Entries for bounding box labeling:
_ _ _ _
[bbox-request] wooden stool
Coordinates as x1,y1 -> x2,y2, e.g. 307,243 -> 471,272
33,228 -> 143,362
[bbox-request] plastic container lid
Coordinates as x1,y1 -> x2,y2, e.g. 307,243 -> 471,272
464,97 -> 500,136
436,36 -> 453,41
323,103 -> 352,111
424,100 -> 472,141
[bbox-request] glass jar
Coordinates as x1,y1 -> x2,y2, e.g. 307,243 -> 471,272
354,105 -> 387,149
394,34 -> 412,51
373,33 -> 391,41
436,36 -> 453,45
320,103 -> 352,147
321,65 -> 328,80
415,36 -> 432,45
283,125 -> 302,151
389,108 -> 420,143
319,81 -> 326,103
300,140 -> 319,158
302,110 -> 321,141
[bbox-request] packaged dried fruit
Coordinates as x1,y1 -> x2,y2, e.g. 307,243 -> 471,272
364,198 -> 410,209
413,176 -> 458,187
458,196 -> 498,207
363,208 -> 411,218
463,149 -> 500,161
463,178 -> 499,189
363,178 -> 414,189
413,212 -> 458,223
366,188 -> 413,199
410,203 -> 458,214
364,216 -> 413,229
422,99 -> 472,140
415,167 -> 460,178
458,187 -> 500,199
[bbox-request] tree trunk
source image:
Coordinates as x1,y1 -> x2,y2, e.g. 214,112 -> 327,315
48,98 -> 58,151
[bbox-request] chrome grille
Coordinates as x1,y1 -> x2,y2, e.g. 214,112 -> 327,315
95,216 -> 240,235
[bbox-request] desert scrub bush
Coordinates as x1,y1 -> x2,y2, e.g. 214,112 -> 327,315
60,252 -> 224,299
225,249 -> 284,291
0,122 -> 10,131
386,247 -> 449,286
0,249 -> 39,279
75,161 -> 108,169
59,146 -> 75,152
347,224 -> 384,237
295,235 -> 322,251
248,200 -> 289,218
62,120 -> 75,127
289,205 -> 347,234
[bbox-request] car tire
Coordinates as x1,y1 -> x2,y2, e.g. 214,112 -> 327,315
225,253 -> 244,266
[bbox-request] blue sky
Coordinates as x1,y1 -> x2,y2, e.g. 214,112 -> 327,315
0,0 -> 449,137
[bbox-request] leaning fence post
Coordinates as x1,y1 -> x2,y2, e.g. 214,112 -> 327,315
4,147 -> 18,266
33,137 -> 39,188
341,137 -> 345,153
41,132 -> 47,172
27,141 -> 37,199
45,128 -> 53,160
_ _ _ _
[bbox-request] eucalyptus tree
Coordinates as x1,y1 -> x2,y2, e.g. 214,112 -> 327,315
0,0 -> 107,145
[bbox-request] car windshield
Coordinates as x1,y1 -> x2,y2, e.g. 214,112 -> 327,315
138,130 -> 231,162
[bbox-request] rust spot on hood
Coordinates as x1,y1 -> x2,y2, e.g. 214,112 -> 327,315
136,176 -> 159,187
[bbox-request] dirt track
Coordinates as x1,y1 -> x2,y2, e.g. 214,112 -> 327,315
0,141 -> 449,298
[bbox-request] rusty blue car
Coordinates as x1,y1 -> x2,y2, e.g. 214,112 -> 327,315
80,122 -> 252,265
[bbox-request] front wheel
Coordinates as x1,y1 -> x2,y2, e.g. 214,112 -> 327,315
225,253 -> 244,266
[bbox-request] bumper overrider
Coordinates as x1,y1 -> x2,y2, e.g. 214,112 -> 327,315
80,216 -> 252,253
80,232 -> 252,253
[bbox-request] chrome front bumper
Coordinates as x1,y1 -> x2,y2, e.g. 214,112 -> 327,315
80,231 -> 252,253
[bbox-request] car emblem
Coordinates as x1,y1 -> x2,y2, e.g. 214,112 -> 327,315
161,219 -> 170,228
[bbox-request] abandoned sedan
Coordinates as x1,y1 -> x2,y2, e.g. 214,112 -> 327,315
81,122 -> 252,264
_ _ _ _
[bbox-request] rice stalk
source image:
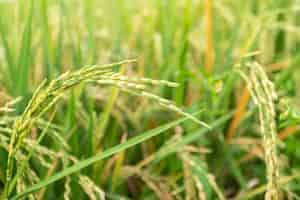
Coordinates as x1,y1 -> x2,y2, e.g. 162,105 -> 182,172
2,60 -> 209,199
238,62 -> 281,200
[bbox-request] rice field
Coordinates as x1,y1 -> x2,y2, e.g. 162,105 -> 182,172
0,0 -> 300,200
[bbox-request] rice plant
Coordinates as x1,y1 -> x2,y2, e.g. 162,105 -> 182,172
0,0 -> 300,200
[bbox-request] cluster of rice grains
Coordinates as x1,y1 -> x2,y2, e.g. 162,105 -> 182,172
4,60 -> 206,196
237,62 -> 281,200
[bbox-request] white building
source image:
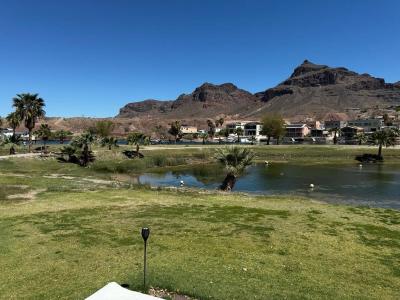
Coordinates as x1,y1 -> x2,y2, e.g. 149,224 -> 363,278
_ _ _ _
Copy out the items again word for word, starting at the line that contains "[bbox-request] car tire" and ending at the line that contains "45,128 -> 53,160", with both of those lines included.

[bbox-request] car tire
Coordinates as x1,y1 -> x2,y2, e.g. 214,112 -> 327,315
225,253 -> 244,266
[bbox-request] blue sky
Coordinates as x1,y1 -> x2,y2, e.g. 214,112 -> 327,315
0,0 -> 449,137
[bbox-request] leaning fence post
Coordinates as x1,y1 -> x2,y2, e.g. 214,112 -> 327,315
4,147 -> 18,266
33,137 -> 39,188
341,137 -> 345,153
41,132 -> 47,172
27,141 -> 37,199
45,128 -> 53,160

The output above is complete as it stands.